» **Available data**:
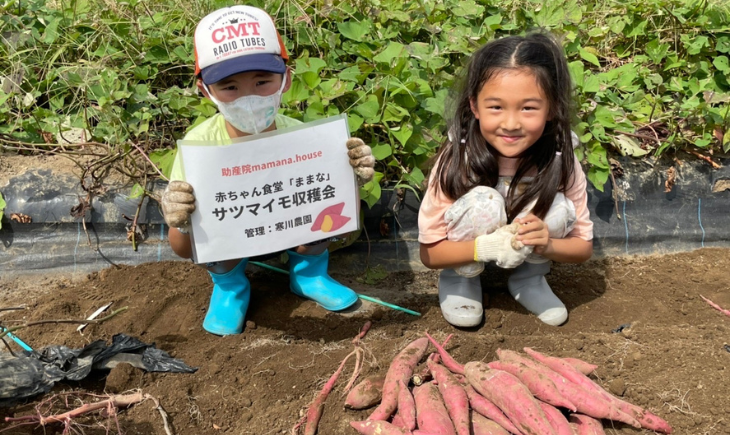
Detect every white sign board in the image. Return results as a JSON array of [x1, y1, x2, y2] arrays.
[[178, 114, 359, 264]]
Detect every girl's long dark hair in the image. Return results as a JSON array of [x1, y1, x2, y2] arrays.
[[432, 31, 576, 222]]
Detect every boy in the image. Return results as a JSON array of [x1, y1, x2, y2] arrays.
[[161, 5, 375, 336]]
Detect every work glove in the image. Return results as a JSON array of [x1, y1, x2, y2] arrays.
[[161, 180, 196, 231], [346, 138, 375, 185], [474, 223, 533, 269]]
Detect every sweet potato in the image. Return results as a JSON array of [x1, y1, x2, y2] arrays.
[[498, 349, 641, 428], [562, 357, 597, 375], [463, 384, 523, 435], [412, 382, 457, 435], [464, 361, 556, 435], [488, 360, 577, 411], [427, 359, 470, 435], [390, 413, 407, 430], [350, 420, 412, 435], [471, 411, 511, 435], [424, 332, 464, 375], [569, 414, 606, 435], [523, 347, 672, 434], [539, 402, 574, 435], [368, 337, 430, 421], [396, 379, 416, 431], [345, 374, 386, 410], [412, 353, 439, 386]]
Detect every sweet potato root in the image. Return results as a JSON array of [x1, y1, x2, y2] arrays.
[[488, 360, 577, 411], [562, 357, 597, 375], [412, 382, 457, 435], [465, 361, 556, 435], [539, 402, 574, 435], [345, 374, 386, 410], [396, 379, 416, 431], [350, 420, 412, 435], [569, 414, 606, 435], [368, 337, 430, 421], [424, 332, 464, 375], [498, 349, 641, 428], [524, 347, 672, 434], [427, 359, 470, 435], [471, 411, 511, 435], [463, 384, 523, 435]]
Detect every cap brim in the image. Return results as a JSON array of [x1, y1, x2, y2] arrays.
[[200, 53, 286, 85]]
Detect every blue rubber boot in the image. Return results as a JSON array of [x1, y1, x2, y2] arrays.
[[203, 259, 250, 335], [287, 250, 358, 311]]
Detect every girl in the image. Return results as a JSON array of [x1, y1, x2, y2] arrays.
[[418, 31, 593, 327]]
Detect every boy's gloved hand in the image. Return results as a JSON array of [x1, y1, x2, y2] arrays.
[[474, 223, 533, 268], [346, 138, 375, 184], [161, 181, 196, 231]]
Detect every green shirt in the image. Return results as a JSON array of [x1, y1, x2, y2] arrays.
[[169, 113, 302, 181]]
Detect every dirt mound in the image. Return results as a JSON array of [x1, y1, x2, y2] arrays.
[[1, 248, 729, 434]]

» **Exercise directions**: Write out word for word every line from the one containing "Detect every dirt" through the last line of the data, and no other line.

» **Expected answer**:
Detect every dirt mound in the image. Return results as a JSON array of [x1, y1, x2, y2] arrays.
[[1, 248, 729, 434]]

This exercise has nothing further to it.